§ Text section:
* * * * * * * * *

Notwithstanding the foregoing and subject to the discretionary acceleration
rights of the Committee, an Option granted to a director, officer or 10%
shareholder of the Corporation shall not be exercisable for a period of six (6)
months after the date of grant unless the Option has been approved by the Board,
the Committee or the shareholders of the Corporation.

         6.6 The Corporation may prescribe the form of legend which shall be
affixed to the stock certificate representing shares to be issued and the shares
shall be subject to the provisions of any repurchase agreement or other
agreement restricting the sale or transfer thereof. Such agreements or
restrictions shall be noted on the certificate representing the shares to be
issued.

         7. Exercise of Option.

         7.1 Each exercise of an Option granted hereunder, whether in whole or
in part, shall be by written notice thereof, delivered to the Secretary of the
Corporation (or such other person as he may designate). The notice shall state
the number of shares with respect to which the Options are being exercised and
shall be accompanied by payment in full for the number of shares so designated.
Shares shall be registered in the name of the Optionee unless the Optionee
otherwise directs in his or her notice of election.

         7.2 Payment shall be made to the Corporation either (i) in cash,
including certified check, bank draft or money order, (ii) at the discretion of
the Corporation, by delivering Corporation Common Stock already owned by the
participant or a combination of Common Stock and cash, or (iii) at the
discretion of the Corporation, by delivering a promissory note, containing such
terms and conditions acceptable to the Corporation, for all or a portion of the
purchase price of the shares so purchased. With respect to (ii), the Fair Market
Value of stock so delivered shall be determined as of the date immediately
preceding the date of exercise.

* * * * * * * * *

§ Objective A: Summarize the stock option provisions above in two sentences.
§ Objective B: Turn the paragraph of the stock option provisions that begins "Payment shall be made to the Corporation" into a bulleted list, keeping its main facts.
§ Objective C: According to the stock option provisions above, to whom must written notice of an Option exercise be delivered?

§ Data block:
* * * * * * * * *

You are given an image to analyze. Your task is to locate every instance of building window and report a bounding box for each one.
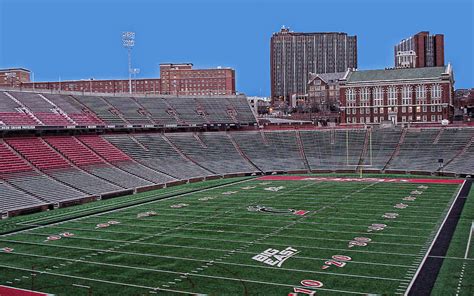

* * * * * * * * *

§ Correct result A: An Option granted to a director, officer or 10% shareholder of the Corporation cannot be exercised for six months after the grant date unless the Board, the Committee or the shareholders have approved it, and the Corporation may prescribe a legend for stock certificates, with any repurchase or transfer-restricting agreements noted on the certificate. An Option is exercised by written notice to the Secretary of the Corporation stating the number of shares and accompanied by full payment, which may be made in cash or, at the Corporation's discretion, in Common Stock the participant already owns, a combination of stock and cash, or a promissory note.

§ Correct result B:
- Cash, including certified check, bank draft or money order
- At the Corporation's discretion, Corporation Common Stock already owned by the participant, or a combination of Common Stock and cash
- At the Corporation's discretion, a promissory note on terms acceptable to the Corporation, covering all or part of the purchase price
- For payment in stock, Fair Market Value is determined as of the date immediately preceding the date of exercise

§ Correct result C: The Secretary of the Corporation, or another person the Secretary designates.